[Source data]
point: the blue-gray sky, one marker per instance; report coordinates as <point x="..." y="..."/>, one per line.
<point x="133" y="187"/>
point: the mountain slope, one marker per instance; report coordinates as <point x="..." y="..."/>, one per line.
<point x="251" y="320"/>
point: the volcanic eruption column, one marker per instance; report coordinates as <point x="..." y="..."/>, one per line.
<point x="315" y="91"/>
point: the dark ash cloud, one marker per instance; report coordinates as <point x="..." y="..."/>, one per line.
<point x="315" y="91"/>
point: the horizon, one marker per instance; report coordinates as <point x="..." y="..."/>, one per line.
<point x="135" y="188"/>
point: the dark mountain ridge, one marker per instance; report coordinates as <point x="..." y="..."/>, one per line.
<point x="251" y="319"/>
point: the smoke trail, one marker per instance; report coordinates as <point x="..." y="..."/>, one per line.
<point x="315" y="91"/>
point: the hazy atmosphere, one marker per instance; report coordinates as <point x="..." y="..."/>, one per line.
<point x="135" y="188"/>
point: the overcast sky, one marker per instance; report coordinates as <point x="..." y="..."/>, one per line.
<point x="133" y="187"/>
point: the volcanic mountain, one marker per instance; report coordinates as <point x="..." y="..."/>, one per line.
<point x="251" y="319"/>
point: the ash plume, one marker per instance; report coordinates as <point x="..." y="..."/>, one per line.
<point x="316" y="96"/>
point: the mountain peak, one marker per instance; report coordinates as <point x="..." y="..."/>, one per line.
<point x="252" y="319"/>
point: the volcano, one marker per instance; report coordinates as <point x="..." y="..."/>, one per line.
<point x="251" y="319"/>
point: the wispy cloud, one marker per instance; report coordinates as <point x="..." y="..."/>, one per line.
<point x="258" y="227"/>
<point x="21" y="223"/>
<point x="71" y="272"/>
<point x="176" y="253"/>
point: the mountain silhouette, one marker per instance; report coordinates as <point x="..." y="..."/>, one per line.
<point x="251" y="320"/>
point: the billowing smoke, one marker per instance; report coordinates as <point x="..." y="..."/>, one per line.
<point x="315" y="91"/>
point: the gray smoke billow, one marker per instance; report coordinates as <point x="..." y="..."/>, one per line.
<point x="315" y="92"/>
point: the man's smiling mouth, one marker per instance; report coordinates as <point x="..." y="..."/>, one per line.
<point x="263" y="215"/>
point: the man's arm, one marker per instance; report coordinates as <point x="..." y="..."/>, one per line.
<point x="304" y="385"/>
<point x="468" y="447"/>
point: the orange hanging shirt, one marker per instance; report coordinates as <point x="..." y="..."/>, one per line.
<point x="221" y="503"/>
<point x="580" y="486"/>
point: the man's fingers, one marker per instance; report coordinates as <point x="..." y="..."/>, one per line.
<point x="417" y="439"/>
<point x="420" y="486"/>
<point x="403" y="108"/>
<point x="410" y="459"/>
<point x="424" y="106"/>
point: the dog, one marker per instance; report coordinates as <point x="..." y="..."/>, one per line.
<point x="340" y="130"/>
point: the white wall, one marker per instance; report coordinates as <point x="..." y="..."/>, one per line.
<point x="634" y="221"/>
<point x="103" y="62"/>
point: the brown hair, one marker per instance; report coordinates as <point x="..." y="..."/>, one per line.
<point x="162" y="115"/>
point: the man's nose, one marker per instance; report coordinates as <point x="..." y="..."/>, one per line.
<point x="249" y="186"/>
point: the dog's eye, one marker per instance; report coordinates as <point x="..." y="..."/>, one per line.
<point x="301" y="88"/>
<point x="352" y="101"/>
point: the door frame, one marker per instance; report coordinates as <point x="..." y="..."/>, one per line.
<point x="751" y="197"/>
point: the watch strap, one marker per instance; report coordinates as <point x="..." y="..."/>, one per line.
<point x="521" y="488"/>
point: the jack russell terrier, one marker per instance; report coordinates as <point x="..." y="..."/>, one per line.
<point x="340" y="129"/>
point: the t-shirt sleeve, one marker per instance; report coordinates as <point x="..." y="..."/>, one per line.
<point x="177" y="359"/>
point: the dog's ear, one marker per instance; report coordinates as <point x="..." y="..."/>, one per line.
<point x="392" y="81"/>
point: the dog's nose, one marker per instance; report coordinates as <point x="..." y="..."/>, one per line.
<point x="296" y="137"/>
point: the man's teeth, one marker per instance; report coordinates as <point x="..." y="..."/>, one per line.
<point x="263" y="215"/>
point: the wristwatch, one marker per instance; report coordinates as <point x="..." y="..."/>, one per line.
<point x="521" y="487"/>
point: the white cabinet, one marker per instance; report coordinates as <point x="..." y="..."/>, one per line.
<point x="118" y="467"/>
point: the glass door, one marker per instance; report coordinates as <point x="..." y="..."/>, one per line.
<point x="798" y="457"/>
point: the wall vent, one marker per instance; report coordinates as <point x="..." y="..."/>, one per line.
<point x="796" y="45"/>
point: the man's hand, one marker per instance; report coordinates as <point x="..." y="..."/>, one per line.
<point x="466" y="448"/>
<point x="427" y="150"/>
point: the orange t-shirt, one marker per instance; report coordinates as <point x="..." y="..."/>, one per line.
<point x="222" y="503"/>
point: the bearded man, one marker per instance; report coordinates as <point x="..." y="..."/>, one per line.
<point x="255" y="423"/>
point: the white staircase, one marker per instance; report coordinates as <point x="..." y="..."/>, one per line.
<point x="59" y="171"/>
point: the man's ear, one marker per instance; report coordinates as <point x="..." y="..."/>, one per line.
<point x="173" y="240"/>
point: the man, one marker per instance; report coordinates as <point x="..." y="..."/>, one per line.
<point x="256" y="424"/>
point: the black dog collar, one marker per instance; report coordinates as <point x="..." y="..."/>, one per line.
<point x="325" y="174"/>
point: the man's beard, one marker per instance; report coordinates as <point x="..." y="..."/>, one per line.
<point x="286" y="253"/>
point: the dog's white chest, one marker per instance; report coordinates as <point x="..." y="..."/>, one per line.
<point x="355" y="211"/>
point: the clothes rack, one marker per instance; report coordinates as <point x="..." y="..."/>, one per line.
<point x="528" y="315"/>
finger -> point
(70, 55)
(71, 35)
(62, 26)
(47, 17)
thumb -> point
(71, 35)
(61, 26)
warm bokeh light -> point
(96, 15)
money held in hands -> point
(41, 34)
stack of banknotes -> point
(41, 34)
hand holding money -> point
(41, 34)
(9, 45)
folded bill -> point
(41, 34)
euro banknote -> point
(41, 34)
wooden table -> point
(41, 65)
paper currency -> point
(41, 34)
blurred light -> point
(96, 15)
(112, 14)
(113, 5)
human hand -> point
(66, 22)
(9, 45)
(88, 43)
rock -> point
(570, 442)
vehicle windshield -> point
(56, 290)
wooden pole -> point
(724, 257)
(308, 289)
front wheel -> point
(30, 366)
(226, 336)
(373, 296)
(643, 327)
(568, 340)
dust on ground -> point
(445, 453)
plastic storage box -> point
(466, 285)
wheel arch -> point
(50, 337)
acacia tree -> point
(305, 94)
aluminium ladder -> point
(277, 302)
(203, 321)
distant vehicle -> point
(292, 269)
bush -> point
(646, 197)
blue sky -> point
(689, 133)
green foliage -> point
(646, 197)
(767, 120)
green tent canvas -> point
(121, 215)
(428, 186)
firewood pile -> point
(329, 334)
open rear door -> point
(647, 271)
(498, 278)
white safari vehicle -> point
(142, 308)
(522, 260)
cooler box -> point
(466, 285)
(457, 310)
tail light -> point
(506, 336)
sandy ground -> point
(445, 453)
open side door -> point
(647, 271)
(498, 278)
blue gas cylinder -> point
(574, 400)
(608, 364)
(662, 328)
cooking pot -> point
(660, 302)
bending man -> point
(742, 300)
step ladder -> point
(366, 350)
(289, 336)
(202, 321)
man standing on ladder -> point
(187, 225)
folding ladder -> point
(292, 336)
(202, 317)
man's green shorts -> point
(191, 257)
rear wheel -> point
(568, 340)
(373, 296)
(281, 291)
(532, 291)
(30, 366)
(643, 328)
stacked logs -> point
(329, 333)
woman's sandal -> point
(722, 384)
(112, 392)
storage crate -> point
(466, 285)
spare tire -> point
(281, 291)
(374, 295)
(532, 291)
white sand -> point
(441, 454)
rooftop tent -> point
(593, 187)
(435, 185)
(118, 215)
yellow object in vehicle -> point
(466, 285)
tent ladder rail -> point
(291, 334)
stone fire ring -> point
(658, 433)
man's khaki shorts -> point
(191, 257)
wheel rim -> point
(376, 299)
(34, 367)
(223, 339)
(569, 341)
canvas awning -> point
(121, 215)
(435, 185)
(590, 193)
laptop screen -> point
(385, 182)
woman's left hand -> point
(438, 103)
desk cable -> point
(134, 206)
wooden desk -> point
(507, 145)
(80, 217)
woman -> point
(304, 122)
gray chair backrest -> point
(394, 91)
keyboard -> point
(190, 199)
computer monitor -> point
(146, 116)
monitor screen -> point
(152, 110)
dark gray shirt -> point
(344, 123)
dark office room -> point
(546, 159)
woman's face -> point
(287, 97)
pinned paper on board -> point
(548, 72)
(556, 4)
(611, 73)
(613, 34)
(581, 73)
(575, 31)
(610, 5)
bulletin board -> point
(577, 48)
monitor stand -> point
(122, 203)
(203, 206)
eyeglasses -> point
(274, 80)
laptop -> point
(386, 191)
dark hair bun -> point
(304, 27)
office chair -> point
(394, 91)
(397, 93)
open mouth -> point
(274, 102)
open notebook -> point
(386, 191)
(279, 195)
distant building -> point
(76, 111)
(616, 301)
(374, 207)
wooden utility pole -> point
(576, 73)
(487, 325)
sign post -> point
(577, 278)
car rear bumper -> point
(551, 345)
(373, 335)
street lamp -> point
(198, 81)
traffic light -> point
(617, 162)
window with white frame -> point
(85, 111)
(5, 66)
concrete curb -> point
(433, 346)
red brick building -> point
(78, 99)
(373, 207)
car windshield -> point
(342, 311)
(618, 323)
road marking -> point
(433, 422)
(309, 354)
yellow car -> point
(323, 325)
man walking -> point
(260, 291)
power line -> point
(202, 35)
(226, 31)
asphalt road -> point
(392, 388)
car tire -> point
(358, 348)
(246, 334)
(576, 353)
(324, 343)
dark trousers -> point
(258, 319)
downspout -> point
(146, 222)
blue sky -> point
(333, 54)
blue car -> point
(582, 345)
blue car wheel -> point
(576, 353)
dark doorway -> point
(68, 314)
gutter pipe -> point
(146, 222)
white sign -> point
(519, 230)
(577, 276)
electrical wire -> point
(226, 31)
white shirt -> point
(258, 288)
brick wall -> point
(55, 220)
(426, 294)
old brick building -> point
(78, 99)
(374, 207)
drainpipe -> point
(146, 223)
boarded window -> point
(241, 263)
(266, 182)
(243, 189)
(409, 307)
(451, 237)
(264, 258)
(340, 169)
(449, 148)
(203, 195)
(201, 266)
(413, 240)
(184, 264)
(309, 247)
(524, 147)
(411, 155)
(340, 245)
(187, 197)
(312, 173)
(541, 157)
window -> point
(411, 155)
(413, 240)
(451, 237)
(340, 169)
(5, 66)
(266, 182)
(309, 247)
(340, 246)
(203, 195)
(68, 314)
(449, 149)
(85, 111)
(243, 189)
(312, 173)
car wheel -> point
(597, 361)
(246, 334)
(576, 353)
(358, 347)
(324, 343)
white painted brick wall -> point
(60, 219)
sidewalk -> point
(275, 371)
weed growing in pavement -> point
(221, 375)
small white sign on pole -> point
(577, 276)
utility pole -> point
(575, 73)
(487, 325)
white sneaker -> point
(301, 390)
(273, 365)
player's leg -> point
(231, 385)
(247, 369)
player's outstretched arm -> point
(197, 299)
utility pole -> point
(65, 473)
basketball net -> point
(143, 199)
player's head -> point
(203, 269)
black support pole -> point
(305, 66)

→ **Task brief**:
Output nothing but the lines from the one containing "player's outstretched arm -> point" through the last line of the data, exactly as they stand.

→ **Task result**:
player's outstretched arm -> point
(197, 299)
utility pole -> point
(65, 473)
basketball net -> point
(143, 199)
player's head -> point
(203, 269)
black support pole -> point
(305, 66)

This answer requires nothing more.